• **What is expected**: Every line from the one containing "Target: green tree" to the last line of the listing below should be given again exactly.

Information: Begin

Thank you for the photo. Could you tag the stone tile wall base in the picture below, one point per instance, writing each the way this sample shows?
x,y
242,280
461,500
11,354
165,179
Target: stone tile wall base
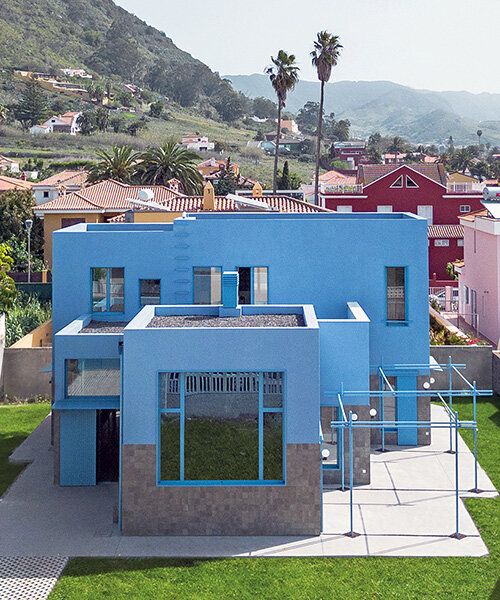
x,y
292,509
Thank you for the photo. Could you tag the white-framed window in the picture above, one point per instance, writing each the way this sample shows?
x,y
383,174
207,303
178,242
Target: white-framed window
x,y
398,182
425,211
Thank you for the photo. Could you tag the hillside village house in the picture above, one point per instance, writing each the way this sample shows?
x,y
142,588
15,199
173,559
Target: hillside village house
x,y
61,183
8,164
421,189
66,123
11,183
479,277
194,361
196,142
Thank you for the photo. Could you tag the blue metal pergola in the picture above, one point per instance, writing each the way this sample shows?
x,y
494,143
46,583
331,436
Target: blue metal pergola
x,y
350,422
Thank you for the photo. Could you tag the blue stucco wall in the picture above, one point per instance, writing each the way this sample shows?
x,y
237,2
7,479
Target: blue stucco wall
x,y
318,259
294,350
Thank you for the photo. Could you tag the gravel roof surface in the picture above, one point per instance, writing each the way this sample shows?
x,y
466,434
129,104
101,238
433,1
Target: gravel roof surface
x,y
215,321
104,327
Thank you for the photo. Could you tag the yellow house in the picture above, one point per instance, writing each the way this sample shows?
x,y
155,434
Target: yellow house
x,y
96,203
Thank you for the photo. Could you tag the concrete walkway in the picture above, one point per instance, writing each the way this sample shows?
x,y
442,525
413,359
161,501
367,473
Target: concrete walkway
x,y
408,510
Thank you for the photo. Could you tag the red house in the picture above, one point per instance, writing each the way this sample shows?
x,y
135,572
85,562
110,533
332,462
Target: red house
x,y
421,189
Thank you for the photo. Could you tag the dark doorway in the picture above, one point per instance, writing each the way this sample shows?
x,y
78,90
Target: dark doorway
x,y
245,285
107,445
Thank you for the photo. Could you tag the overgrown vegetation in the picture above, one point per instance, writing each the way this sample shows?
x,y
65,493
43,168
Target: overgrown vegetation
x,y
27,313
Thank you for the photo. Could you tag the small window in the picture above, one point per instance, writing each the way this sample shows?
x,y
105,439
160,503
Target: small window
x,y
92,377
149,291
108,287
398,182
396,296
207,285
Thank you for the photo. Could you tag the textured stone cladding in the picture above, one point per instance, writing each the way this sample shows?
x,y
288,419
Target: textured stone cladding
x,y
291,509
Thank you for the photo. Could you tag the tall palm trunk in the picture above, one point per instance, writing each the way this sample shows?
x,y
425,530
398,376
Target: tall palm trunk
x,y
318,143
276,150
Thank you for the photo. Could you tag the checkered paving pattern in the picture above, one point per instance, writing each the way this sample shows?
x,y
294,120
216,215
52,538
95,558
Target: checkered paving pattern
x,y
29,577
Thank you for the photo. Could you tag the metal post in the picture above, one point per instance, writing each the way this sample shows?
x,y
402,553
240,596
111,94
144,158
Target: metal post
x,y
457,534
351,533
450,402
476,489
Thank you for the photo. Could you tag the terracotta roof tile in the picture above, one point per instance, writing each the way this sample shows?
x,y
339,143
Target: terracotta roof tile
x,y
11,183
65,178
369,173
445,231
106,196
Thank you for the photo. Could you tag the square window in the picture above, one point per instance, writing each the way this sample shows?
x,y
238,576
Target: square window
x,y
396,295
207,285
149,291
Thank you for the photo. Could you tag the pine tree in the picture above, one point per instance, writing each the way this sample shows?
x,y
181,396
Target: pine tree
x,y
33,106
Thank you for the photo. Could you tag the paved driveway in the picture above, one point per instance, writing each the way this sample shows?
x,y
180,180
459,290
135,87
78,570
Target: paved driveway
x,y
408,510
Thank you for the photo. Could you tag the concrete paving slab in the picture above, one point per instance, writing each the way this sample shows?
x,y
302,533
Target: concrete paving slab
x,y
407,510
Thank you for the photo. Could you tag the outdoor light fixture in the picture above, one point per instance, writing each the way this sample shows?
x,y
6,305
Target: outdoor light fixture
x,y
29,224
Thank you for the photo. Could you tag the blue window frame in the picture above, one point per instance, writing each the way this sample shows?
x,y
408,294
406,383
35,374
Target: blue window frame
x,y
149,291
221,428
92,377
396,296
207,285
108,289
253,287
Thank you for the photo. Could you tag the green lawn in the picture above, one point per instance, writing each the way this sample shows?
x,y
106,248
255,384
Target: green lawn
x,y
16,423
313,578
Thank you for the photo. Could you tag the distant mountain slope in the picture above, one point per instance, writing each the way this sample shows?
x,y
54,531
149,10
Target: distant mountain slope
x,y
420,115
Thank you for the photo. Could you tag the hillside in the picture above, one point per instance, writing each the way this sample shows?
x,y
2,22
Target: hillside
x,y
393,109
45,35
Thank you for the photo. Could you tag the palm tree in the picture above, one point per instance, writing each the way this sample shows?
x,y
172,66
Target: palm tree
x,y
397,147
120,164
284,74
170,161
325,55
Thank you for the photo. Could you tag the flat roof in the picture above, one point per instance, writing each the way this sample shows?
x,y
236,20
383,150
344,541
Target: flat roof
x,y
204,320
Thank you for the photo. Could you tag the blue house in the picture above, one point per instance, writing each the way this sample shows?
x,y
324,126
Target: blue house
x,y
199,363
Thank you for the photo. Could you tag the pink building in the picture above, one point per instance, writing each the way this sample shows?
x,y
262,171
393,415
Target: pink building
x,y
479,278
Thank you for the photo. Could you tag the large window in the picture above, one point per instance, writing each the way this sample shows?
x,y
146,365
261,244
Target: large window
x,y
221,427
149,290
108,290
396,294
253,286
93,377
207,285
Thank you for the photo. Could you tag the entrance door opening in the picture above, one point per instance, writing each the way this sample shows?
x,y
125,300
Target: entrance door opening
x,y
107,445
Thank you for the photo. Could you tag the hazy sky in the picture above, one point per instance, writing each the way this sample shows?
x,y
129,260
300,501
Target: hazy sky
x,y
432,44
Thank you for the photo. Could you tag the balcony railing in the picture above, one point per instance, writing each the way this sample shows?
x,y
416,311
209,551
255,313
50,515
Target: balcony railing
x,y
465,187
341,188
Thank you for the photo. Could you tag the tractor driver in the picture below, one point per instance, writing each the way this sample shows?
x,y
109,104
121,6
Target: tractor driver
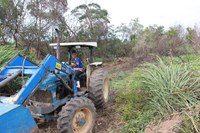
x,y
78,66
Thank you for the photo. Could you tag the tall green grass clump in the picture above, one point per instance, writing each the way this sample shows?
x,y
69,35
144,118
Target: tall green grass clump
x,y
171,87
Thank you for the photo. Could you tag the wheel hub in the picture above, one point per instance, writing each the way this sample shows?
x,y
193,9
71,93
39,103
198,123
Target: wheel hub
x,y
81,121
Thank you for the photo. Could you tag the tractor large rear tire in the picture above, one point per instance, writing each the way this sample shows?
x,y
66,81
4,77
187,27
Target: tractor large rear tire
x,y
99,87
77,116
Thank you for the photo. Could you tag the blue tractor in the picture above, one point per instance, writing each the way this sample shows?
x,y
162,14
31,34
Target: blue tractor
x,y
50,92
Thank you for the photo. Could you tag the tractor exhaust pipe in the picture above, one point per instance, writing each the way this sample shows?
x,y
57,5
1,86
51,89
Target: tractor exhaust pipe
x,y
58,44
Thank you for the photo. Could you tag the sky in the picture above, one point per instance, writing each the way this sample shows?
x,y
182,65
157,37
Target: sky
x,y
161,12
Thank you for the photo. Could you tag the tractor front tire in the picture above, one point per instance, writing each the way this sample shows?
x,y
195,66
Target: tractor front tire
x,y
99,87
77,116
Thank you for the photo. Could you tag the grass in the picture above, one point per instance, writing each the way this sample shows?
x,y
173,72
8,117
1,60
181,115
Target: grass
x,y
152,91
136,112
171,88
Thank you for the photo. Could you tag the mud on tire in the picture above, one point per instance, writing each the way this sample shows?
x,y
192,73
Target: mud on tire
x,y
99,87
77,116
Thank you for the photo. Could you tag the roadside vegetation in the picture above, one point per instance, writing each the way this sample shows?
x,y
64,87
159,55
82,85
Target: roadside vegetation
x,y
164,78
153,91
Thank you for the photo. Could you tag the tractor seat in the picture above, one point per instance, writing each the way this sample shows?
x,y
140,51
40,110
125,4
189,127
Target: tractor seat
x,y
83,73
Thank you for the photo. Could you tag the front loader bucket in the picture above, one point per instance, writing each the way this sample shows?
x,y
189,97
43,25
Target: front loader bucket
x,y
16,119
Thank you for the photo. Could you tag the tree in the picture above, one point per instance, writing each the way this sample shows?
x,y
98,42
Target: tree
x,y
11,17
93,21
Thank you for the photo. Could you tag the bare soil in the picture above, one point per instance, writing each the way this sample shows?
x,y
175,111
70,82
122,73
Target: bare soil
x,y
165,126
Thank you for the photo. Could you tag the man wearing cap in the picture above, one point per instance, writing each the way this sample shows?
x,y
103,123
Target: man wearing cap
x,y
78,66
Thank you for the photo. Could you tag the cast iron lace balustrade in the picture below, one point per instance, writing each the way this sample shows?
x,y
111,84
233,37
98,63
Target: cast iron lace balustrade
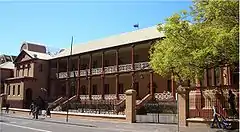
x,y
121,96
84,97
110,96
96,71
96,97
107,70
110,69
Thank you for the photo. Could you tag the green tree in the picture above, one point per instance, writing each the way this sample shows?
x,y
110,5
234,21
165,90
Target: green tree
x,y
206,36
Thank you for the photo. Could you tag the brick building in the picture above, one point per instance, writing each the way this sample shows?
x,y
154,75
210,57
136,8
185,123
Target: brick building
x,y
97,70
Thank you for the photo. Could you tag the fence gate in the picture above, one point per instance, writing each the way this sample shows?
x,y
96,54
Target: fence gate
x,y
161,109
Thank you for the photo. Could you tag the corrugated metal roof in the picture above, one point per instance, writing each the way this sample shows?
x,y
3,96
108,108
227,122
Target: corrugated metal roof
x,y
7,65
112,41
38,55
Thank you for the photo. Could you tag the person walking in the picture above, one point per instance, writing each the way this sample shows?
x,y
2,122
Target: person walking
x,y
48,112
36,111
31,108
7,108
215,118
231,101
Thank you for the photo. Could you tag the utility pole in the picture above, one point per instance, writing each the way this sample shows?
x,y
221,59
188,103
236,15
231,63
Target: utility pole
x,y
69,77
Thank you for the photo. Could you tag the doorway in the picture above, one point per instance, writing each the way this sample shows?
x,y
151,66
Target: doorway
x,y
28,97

Information: End

• **Task result**:
Target: green tree
x,y
206,36
Thank you for the photo. Could you tag the brick building in the picture above, one point per instance, writing each the way this sample shows?
x,y
154,75
210,57
136,8
185,123
Target: brick building
x,y
97,70
Thank you for the photo. Could you tag the fence gate in the picture above, one point per instance, writing each the way this sample shows?
x,y
96,54
Target: fence gate
x,y
161,109
Thank you for the photo. Could you tag the corrugated metal roof in the picture above, one point per instance, writing each the way this sample shows?
x,y
3,96
108,108
227,122
Target: corrugated metal roof
x,y
7,65
112,41
38,55
Thank you for the photo. Could you tag the person walking in the picture above, one point per instance, writing each the way this sample shows?
x,y
2,122
Target: person walking
x,y
48,112
36,111
31,108
7,108
215,118
231,101
Thank you for the photo. Could you tag the utility pole in the picture above, one point per instance, writing each the way this sample shows?
x,y
221,59
188,103
236,15
231,63
Target: utility pole
x,y
69,77
Thank you for the photo. Could you tag the doorway in the picture above, one point per instance, writing each the way this sample shows?
x,y
151,66
Target: doorway
x,y
28,97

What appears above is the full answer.